提供文本>
--
Cyclic Tour

Time Limit: 1000/1000 MS (Java/Others) Memory Limit: 32768/65535 K (Java/Others)
Total Submission(s): 3353 Accepted Submission(s): 1756

Problem Description
There are N cities in our country, and M one-way roads connecting them. Now Little Tom wants to make several cyclic tours, which satisfy that, each cycle contain at least two cities, and each city belongs to one cycle exactly. Tom wants the total length of all the tours minimum, but he is too lazy to calculate. Can you help him?

Input
There are several test cases in the input. You should process to the end of file (EOF).
The first line of each test case contains two integers N (N ≤ 100) and M, indicating the number of cities and the number of roads. The M lines followed, each of them contains three numbers A, B, and C, indicating that there is a road from city A to city B, whose length is C. (1 ≤ A,B ≤ N, A ≠ B, 1 ≤ C ≤ 1000).

Output
Output one number for each test case, indicating the minimum length of all the tours. If there are no such tours, output -1.

Sample Input
6 9
1 2 5
2 3 5
3 1 10
3 4 12
4 1 8
4 6 11
5 4 7
5 6 9
6 5 4
6 5
1 2 1
2 3 1
3 4 1
4 5 1
5 6 1

Sample Output
42
-1

Hint
In the first sample, there are two cycles, (1->2->3->1) and (6->5->4->6) whose length is 20 + 22 = 42.

Author
RoBa@TJU

题意:让我们找几个环包含所有点,然后每个点只能用一次,使得我们所有走的路径的距离最小。

结论:如果给定一张有向图,里面所有的点的入度和出度都为1,那么该图一定是由若干个不相交的环构成的。

我们可以想到用费用流。因为和最小路径覆盖很像。

考虑建图:

  • S向每个点的入点连边,流量为1,费用为0,限流每个点用一次。
  • 每个点的出点向T连边,流量为1,费用为0
  • 对于每个存在的边a->b,让a的入点连向b的出点,流量为1,费用为边权。

然后跑一次最大费用流即可。若流量不为n,则输出-1。如果流量为n,那么每个点都有出度,且都有入度则必成环。

所以建图正确。
--
记录信息>
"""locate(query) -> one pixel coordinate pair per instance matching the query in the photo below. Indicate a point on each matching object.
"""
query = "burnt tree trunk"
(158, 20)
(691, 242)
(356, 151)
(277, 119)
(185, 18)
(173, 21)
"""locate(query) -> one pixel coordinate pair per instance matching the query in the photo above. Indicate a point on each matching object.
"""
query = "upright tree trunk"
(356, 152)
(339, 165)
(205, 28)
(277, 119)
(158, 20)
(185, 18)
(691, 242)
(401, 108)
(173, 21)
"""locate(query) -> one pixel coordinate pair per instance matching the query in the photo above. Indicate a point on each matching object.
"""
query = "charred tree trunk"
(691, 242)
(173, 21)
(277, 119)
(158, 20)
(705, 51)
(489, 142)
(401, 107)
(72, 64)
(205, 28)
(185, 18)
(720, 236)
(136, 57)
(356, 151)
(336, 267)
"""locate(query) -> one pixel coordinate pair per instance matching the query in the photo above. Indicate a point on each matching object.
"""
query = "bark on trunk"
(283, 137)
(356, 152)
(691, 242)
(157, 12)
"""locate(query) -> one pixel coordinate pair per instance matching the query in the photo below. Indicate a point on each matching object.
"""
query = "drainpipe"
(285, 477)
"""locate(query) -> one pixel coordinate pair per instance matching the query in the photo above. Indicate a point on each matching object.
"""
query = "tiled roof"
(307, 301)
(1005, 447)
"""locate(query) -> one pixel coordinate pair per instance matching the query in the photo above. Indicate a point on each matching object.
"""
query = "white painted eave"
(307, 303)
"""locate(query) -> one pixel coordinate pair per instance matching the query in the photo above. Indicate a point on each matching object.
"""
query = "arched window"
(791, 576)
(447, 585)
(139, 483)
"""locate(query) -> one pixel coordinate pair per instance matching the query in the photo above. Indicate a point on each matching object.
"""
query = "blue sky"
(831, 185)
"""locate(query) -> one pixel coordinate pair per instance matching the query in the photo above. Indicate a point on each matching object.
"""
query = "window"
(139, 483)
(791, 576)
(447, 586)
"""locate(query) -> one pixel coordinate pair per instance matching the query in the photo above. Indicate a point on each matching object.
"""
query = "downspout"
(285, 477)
--
任务详情> 根据提供文本中的建图方法,对于每条存在的边a->b,应当如何连边?

完整答案> 让a的入点连向b的出点,流量为1,费用为边权。